**WHAT TO WORK ON**. Rewrite the lines below as a JSON list of strings, starting at the line with "If you could point out the diver's" and continuing up to and including the line with "If you could point out the blue background". Give one string per line and omit blank lines.

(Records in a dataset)
####################

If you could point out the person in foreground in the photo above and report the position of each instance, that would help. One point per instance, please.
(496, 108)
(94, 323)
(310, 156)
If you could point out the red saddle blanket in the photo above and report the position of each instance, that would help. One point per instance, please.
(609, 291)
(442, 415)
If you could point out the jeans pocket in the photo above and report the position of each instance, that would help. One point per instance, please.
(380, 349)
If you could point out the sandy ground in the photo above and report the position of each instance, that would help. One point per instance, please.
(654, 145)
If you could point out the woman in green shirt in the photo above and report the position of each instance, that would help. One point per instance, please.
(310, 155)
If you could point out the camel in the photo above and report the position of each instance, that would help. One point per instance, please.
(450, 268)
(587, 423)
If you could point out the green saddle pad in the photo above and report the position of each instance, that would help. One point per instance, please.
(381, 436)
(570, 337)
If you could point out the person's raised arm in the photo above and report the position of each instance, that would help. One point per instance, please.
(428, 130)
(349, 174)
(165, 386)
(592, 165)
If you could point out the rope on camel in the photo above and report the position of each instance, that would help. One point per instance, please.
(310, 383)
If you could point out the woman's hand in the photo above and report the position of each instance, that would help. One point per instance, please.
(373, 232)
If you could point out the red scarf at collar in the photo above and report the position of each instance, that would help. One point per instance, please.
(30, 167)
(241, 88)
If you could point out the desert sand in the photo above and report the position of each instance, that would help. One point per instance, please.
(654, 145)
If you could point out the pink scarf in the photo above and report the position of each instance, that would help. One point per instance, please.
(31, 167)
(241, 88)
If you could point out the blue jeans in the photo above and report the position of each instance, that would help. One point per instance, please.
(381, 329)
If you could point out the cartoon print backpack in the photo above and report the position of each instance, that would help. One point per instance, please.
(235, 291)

####################

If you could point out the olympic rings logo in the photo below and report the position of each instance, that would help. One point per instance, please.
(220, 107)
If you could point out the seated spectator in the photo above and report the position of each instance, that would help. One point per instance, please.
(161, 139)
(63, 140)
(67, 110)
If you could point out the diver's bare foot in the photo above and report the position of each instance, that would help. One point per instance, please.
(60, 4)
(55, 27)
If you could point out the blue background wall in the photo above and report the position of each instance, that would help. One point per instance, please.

####################

**RESPONSE TO THE EXERCISE**.
[
  "If you could point out the diver's bare foot in the photo above and report the position of each instance, that would help. One point per instance, please.",
  "(60, 4)",
  "(55, 27)",
  "If you could point out the blue background wall in the photo above and report the position of each instance, that would help. One point per instance, please."
]